OBJECTIVE - Reproduce the following data verbatim, keeping every line as it appears.

((

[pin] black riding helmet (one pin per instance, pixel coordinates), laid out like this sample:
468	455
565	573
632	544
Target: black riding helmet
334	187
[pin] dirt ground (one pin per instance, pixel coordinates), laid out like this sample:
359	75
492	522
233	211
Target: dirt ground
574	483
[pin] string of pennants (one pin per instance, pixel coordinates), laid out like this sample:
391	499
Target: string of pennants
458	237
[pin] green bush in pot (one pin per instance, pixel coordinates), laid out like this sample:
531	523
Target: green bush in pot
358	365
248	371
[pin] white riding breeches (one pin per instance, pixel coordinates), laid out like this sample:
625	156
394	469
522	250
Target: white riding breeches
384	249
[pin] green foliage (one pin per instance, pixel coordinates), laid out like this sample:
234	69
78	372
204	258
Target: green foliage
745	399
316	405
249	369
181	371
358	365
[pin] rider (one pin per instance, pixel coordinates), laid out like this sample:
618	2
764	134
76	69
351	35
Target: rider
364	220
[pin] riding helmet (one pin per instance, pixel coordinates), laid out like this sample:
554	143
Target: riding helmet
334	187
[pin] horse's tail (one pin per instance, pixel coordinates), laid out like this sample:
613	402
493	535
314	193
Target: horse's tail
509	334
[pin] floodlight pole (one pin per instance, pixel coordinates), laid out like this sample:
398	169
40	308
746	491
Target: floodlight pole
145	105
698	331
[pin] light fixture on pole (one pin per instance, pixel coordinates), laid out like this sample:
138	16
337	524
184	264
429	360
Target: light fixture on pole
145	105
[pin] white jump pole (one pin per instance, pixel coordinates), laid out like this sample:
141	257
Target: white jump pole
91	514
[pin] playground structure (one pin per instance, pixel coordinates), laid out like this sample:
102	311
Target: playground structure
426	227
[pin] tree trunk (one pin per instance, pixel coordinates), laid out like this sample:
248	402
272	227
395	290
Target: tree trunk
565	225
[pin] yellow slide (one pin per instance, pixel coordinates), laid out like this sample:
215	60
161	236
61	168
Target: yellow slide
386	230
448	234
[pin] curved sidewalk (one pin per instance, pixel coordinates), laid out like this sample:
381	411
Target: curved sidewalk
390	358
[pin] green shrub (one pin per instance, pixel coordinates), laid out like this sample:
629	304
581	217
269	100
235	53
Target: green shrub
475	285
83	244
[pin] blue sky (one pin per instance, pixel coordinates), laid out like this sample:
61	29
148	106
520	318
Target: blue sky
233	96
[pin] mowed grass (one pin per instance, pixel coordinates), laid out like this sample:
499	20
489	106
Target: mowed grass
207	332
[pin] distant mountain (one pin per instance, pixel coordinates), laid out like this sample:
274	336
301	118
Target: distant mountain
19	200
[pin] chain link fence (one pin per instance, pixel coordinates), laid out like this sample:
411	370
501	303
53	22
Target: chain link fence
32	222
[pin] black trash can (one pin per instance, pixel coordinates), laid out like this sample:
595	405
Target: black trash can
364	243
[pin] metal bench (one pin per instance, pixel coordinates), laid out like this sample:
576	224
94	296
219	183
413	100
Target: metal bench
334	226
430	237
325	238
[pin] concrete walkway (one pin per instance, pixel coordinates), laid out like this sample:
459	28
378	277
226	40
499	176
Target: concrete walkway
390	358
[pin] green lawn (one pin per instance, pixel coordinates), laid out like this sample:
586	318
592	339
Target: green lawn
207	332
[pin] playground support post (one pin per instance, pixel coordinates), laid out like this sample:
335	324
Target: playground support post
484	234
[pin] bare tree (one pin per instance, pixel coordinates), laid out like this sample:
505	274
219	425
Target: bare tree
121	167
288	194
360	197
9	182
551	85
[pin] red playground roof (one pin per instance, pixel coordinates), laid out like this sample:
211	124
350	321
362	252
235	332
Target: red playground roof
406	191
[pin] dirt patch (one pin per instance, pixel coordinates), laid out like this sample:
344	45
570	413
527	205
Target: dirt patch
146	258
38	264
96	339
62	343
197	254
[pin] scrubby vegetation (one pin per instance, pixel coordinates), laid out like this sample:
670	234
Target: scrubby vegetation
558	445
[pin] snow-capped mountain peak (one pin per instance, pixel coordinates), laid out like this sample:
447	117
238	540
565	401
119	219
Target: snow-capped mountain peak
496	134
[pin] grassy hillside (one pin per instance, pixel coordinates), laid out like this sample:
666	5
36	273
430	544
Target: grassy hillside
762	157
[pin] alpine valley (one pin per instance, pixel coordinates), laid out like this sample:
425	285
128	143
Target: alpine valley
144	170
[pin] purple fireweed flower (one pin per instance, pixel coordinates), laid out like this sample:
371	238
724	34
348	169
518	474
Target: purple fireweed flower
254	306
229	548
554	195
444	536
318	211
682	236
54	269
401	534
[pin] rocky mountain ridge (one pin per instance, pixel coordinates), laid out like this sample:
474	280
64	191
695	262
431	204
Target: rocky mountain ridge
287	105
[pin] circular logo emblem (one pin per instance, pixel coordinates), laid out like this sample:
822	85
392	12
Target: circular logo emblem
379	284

))

FULL OUTPUT -
[pin] black riding helmet (one pin per instance, pixel coordinates), laid out like this sample:
468	455
565	573
632	544
Target: black riding helmet
334	187
[pin] dirt ground (one pin per instance, pixel coordinates), laid out like this sample:
359	75
492	522
233	211
Target: dirt ground
574	483
[pin] string of pennants (one pin per instance, pixel coordinates), laid out like this sample:
391	499
Target: string of pennants
458	237
[pin] green bush in pot (one pin per instance, pixel coordinates), laid out like this sample:
531	523
Target: green bush in pot
358	365
248	371
[pin] white riding breeches (one pin per instance, pixel coordinates), laid out like this sample:
625	156
394	469
522	250
Target: white riding breeches
384	249
[pin] green foliage (one pin per instance, pixel coordinates), laid out like this sample:
234	69
78	372
204	258
Target: green foliage
745	399
316	405
249	369
181	371
358	365
[pin] rider (one pin per instance, pixel coordinates), laid out like this sample:
618	2
764	134
76	69
351	35
Target: rider
364	220
[pin] riding helmet (one pin per instance, pixel coordinates), laid out like this sample:
554	143
Target: riding helmet
334	187
[pin] horse's tail (one pin per instance, pixel coordinates), laid out like this sample:
613	402
493	535
314	193
Target: horse's tail
509	334
[pin] floodlight pole (one pin per instance, pixel coordinates), laid out like this sample:
398	169
40	308
746	491
Target: floodlight pole
145	105
698	331
[pin] light fixture on pole (one pin per instance, pixel coordinates), laid out like this sample:
138	16
337	524
184	264
429	360
Target: light fixture on pole
145	105
[pin] white jump pole (one pin per instance, pixel coordinates), laid out like this sample:
141	257
Target: white jump pole
91	514
[pin] playground structure (one pin per instance, pixel coordinates), laid out like this sample:
102	311
Target: playground structure
426	227
[pin] tree trunk (one pin per instance, pixel coordinates), laid out like this sample:
248	402
272	227
395	290
Target: tree trunk
565	225
[pin] yellow slide (one pin per instance, pixel coordinates), laid out like this sample:
215	60
161	236
61	168
Target: yellow slide
386	230
448	234
[pin] curved sidewalk (one pin per instance, pixel coordinates), laid out like this sample:
381	411
Target: curved sidewalk
390	358
[pin] green shrub (one pin per instance, pixel coordinates), laid out like this sample:
629	304
581	217
269	100
235	53
Target: green shrub
475	285
83	244
[pin] blue sky (one pin per instance, pixel coordinates), laid out like this sample:
61	29
148	106
520	318
Target: blue sky
233	96
[pin] mowed grass (one pin per instance, pixel coordinates), laid out like this sample:
499	20
489	106
Target: mowed grass
207	332
[pin] distant mountain (one pin per instance, pixel coordinates), laid out like this sample:
274	336
301	118
Target: distant mountain
19	200
[pin] chain link fence (one pin per instance, pixel coordinates), laid out like this sample:
411	370
501	303
53	22
Target: chain link fence
32	222
[pin] black trash can (one pin per instance, pixel coordinates), laid out like this sample:
595	405
Target: black trash can
364	243
[pin] metal bench (one pin per instance, pixel coordinates), laid out like this sample:
576	224
94	296
219	183
413	100
Target: metal bench
334	226
430	237
325	238
[pin] concrete walkway (one pin per instance, pixel coordinates), laid out like this sample:
459	28
378	277
226	40
499	176
Target: concrete walkway
390	358
[pin] green lawn (one pin per instance, pixel coordinates), laid out like this sample:
586	318
592	339
Target: green lawn
207	332
[pin] playground support post (one pin per instance, pixel coordinates), laid out like this sample:
335	324
Target: playground support post
484	234
[pin] bare tree (one pin per instance, pixel coordinates), laid out like this sample:
505	274
219	425
Target: bare tree
121	167
288	194
360	197
9	182
551	85
[pin] red playground roof (one pin per instance, pixel coordinates), laid out like this sample:
211	124
350	321
362	252
235	332
Target: red playground roof
406	191
[pin] dirt patch (one pin per instance, pixel coordinates), laid out like this sample:
344	45
570	413
527	205
Target: dirt patch
146	258
38	264
96	339
62	343
197	254
[pin] scrubby vegetation (one pin per instance, pixel coordinates), laid out like this sample:
670	234
Target: scrubby vegetation
558	445
[pin] snow-capped mountain peak (one pin per instance, pixel coordinates), laid out like this sample:
447	117
238	540
565	401
119	219
Target: snow-capped mountain peak
496	134
[pin] grassy hillside (one pin per instance, pixel coordinates), laid out like this sample:
666	5
36	273
430	544
Target: grassy hillside
762	157
[pin] alpine valley (one pin per instance, pixel coordinates), laid out like this sample:
425	285
128	143
Target: alpine valley
144	170
[pin] purple fireweed flower (one pin per instance, pixel coordinates), laid out like this sample:
371	238
724	34
348	169
518	474
Target: purple fireweed flower
254	306
229	548
554	195
444	536
318	211
682	236
54	269
401	534
[pin] rocky mountain ridge (one pin per instance, pixel coordinates), laid out like this sample:
474	280
64	191
695	262
431	204
Target: rocky mountain ridge
287	105
[pin] circular logo emblem (one pin per instance, pixel coordinates), laid out like this sample:
822	85
392	12
Target: circular logo emblem
379	284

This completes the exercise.